● Brief: Please output exactly the part of the records below that opens with the line containing "the stone arch." and closes with the line containing "the boat mast.", both lines included, and nothing else.

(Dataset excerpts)
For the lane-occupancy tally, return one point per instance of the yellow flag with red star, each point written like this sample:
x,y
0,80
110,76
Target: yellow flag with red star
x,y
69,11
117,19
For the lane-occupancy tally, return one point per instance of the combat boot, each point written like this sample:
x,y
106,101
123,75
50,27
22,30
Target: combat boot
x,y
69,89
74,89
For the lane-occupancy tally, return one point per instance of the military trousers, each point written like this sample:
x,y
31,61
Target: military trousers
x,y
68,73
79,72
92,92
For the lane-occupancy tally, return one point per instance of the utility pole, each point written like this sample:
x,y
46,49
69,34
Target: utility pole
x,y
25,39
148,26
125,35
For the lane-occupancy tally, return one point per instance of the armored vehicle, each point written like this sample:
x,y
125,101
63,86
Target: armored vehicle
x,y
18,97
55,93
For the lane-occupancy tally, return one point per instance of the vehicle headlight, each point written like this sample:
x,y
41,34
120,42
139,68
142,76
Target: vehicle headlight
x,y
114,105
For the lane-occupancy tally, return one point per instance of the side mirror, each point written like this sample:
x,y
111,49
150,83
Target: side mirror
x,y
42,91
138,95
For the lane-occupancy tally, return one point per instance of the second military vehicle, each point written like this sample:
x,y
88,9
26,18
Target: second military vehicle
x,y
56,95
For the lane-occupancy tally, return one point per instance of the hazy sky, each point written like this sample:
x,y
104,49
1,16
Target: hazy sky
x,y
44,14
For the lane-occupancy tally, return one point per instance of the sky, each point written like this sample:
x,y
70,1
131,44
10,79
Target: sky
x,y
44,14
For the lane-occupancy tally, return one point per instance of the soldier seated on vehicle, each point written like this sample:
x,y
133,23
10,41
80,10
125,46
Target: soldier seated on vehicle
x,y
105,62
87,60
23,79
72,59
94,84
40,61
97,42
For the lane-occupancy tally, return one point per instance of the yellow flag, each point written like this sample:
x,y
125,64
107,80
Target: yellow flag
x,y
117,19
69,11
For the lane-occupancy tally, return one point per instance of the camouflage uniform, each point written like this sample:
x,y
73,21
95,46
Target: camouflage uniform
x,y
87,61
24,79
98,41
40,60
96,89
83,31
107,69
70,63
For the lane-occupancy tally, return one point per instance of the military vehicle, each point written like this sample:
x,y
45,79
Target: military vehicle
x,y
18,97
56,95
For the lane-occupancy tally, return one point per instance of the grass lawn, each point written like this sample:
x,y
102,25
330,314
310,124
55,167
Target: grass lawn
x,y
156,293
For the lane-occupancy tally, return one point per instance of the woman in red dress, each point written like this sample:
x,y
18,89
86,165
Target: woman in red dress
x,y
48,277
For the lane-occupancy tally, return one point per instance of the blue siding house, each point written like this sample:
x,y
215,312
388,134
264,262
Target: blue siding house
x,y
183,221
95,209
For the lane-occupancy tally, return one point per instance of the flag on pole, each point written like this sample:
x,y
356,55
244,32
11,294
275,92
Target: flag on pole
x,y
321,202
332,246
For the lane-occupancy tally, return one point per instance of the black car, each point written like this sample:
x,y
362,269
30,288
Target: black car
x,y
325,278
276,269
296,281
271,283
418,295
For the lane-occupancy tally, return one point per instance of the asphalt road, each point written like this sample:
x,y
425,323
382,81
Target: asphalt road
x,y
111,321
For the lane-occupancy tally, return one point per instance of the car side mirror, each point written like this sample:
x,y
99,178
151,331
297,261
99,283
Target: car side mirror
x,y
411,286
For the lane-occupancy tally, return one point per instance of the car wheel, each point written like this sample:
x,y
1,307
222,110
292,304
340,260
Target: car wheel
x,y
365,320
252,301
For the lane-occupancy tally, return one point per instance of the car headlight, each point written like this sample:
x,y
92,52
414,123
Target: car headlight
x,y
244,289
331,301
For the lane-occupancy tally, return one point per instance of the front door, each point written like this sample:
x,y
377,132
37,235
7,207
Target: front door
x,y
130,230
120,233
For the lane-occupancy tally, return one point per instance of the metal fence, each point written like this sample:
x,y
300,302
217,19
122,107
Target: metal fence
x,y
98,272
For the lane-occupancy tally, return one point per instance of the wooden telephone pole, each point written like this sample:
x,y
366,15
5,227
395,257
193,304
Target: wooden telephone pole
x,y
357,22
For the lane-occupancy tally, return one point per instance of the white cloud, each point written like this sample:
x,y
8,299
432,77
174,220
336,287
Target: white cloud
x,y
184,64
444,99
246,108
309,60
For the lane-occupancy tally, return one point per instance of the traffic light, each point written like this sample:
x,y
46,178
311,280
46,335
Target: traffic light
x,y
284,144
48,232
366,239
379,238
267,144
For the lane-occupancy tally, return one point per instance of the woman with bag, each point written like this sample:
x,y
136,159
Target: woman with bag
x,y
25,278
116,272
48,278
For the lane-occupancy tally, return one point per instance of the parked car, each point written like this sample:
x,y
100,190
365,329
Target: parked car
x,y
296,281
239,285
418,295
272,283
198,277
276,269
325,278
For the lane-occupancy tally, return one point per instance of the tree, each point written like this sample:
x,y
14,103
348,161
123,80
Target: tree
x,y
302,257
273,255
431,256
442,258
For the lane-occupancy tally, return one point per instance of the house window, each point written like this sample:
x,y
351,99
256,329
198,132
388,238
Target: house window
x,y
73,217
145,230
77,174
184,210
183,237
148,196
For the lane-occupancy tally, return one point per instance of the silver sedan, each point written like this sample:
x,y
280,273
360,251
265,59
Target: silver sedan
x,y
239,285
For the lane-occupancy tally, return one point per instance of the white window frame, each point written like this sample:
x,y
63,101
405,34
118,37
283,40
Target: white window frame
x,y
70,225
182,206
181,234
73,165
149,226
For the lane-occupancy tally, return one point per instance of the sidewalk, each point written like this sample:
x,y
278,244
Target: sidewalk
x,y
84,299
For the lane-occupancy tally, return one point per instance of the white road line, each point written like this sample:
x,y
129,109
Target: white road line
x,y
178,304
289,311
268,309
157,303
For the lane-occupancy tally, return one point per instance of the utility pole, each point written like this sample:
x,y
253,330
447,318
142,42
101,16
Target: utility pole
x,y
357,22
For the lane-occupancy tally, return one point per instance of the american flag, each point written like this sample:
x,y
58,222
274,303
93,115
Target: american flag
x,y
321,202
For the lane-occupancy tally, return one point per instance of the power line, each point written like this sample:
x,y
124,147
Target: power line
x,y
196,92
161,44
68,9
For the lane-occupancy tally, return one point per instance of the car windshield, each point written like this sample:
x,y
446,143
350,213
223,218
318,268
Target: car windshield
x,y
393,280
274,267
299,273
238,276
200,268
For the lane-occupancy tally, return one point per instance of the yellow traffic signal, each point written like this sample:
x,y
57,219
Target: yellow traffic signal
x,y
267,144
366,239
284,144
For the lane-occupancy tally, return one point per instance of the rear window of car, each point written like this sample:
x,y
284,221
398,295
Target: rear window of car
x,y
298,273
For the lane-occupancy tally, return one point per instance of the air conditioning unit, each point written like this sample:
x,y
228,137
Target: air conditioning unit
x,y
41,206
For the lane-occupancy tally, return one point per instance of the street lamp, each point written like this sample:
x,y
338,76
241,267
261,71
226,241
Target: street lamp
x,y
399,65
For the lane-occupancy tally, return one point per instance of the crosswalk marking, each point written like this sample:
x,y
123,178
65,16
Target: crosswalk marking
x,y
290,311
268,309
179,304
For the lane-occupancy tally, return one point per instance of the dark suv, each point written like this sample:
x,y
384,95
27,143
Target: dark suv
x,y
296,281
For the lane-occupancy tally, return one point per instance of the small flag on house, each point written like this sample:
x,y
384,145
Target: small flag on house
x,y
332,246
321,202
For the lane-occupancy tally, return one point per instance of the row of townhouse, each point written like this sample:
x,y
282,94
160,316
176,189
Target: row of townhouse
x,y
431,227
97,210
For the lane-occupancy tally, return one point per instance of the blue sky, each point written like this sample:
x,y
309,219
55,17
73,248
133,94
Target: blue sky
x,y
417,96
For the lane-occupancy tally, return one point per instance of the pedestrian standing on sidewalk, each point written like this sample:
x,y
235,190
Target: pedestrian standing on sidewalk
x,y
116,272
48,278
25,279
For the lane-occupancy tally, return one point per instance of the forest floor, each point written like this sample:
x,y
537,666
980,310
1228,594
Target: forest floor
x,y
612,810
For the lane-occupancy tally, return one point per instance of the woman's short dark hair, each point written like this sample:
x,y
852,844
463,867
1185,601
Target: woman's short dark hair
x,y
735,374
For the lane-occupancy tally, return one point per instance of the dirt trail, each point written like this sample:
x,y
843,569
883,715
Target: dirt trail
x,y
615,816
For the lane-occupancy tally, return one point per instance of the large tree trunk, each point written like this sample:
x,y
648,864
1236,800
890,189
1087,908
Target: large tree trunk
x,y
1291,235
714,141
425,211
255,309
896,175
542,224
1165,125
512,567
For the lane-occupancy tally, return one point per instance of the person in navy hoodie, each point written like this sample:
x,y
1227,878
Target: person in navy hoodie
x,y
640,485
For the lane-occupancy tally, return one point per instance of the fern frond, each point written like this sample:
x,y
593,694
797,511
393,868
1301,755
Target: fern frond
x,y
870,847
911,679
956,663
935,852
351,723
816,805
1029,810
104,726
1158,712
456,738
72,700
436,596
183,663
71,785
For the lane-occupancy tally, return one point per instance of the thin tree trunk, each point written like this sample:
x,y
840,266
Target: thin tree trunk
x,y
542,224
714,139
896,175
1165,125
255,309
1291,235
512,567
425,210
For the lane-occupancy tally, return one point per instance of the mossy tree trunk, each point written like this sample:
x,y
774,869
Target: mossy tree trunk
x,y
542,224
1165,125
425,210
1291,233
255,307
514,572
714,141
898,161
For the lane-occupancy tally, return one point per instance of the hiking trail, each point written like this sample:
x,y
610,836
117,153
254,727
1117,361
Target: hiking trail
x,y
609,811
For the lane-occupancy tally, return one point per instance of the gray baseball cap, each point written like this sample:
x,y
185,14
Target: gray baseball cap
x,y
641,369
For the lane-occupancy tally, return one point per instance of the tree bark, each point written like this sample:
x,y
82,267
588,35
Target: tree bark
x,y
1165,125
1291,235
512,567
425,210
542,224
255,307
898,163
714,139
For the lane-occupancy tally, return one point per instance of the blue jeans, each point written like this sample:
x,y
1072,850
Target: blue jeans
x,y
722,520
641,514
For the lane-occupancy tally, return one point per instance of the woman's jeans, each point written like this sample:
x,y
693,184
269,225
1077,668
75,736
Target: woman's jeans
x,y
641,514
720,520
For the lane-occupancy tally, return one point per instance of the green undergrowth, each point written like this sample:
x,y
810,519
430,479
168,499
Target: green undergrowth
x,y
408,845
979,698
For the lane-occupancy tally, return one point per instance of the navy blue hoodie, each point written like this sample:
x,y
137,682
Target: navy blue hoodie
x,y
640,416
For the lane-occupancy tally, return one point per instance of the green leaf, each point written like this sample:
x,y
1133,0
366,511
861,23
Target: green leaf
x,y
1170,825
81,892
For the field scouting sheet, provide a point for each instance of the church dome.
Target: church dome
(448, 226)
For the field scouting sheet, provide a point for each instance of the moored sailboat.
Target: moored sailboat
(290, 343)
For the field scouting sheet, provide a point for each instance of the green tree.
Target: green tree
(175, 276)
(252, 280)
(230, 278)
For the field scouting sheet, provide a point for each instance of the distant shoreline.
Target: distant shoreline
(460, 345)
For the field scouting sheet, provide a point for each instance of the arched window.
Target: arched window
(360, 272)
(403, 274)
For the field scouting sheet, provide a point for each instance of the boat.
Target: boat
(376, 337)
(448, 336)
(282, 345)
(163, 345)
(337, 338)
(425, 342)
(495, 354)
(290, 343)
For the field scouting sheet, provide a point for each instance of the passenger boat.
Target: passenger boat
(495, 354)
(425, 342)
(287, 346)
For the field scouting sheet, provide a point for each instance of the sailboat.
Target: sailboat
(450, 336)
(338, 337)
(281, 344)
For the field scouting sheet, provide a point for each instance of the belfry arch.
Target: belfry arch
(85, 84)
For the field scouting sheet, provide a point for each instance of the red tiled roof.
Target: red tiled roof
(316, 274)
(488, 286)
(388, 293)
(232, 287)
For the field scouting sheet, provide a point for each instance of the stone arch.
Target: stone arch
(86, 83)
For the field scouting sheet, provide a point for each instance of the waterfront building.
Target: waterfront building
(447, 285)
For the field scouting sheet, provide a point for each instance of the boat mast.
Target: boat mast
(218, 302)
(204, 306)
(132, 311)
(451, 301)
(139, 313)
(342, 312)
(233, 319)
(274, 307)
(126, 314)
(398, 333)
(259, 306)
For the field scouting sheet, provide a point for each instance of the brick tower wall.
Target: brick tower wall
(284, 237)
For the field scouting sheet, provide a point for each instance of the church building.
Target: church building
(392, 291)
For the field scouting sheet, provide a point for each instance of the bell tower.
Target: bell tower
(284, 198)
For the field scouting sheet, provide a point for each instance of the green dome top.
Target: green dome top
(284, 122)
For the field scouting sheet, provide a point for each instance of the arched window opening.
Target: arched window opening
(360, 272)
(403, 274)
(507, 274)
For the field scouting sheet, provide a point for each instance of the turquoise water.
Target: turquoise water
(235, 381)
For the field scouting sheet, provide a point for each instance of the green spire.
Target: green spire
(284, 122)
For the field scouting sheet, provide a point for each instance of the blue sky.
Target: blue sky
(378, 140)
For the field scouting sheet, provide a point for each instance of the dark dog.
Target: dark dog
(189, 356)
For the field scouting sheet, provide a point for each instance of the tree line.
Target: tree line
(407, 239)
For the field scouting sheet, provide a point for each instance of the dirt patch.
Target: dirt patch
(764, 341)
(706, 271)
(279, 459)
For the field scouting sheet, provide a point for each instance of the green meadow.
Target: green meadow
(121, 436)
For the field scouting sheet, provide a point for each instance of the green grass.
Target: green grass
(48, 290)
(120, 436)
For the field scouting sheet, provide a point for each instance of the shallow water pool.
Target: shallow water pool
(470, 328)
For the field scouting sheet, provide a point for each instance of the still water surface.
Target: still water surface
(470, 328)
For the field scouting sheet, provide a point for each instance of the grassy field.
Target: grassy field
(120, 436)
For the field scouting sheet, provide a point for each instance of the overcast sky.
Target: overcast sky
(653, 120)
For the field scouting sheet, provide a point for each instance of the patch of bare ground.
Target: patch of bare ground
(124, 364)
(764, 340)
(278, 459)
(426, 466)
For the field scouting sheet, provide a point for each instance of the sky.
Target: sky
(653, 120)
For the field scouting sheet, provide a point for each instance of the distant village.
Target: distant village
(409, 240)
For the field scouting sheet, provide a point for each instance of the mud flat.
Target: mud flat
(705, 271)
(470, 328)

● Response area:
For the field scouting sheet, provide a point for each instance of the stone arch.
Target: stone arch
(86, 83)
For the field scouting sheet, provide a point for each instance of the waterfront building.
Target: waterfront building
(447, 285)
For the field scouting sheet, provide a point for each instance of the boat mast.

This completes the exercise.